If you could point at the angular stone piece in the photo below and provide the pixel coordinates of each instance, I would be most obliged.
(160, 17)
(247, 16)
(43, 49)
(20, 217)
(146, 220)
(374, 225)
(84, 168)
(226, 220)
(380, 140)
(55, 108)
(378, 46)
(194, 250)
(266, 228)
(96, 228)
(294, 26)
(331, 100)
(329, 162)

### Your objective
Supply the entire listing above again, word for word.

### Answer space
If you could point at the angular stone piece in the photo below and provide the pixel coordinates of each instance, I would be most obliged.
(160, 17)
(247, 16)
(43, 49)
(20, 217)
(146, 220)
(374, 225)
(84, 168)
(226, 220)
(380, 140)
(55, 108)
(378, 46)
(194, 250)
(266, 228)
(96, 228)
(294, 26)
(331, 100)
(329, 162)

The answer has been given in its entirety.